[start INPUT DATA]

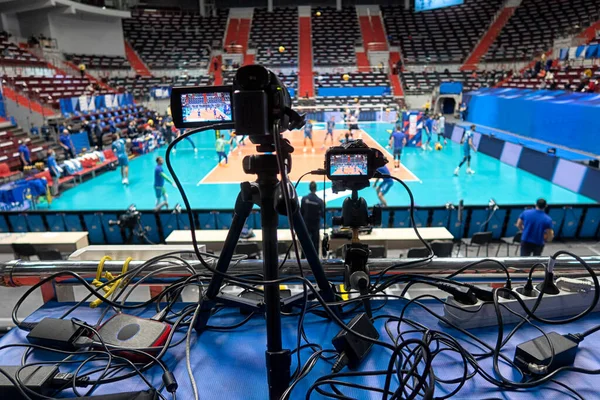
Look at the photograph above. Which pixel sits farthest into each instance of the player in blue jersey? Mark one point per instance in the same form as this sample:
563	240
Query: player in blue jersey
468	145
397	143
119	147
385	186
329	132
159	185
427	132
308	135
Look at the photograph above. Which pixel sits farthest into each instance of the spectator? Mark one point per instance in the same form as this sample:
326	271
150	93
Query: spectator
82	70
311	209
87	128
98	132
55	172
536	228
24	154
66	143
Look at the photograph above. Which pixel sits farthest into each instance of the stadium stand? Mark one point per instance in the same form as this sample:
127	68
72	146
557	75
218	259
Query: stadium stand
537	23
9	153
272	30
99	61
12	54
141	86
167	40
416	83
357	79
51	89
439	36
339	28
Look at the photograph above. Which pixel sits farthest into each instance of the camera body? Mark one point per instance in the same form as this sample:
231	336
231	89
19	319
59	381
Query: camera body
351	165
128	220
252	105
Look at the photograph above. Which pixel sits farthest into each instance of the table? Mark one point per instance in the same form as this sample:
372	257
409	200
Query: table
65	242
391	238
231	365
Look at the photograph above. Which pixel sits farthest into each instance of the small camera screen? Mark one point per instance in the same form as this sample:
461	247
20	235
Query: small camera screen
349	165
206	107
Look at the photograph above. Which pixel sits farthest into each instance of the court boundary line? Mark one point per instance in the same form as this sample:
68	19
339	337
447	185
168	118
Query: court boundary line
415	178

[end INPUT DATA]

**THE PROBLEM**. Except for the pictures, print the data above exactly.

**ANSWER TO THE EXERCISE**.
Look at the photograph above. Which pixel sits farthest into each instance of the player in blue jersey? Mark one point per instance in the same form as this sample:
563	240
Query: player in blue jersey
468	145
397	143
119	147
385	186
329	132
159	185
427	132
308	135
Look at the photograph above. Which pixel sits farthest into each instance of the spectator? Mark one point per instance in the same form as this sample:
326	271
150	93
Query: spectator
82	70
311	209
87	128
98	132
55	172
536	228
24	154
66	143
Look at the photograph above. Which pixel sits farthest into each instance of the stadium stand? Mark one point per instance in the same form as this sample:
127	68
72	146
557	75
218	259
Query: stadium stand
537	23
9	153
272	30
99	61
12	54
141	86
167	40
416	83
357	79
51	89
439	36
339	28
Look at the photograph above. Which pixel sits farthest into each instance of the camera body? Mark one point per instance in the same form as this sample:
231	336
231	89
19	319
59	381
Query: camera body
351	165
128	220
252	105
Look at the photograph above. Which pixel sits farthest into each instance of the table? Mark one point per instance in the same form as this sample:
372	257
409	200
Query: table
65	242
391	238
231	365
Look at the photograph above. Which pixel sits farthest into each instance of the small camera screen? Mark one point per instance in the same form as this sample:
461	247
20	235
Query: small camera screen
349	165
206	107
Look at the photograph above. Which pixel sits farthest into each instance of the court boundary line? Mark one point per instance in the same form as this sample:
68	19
339	337
447	185
168	118
Query: court boundary line
415	178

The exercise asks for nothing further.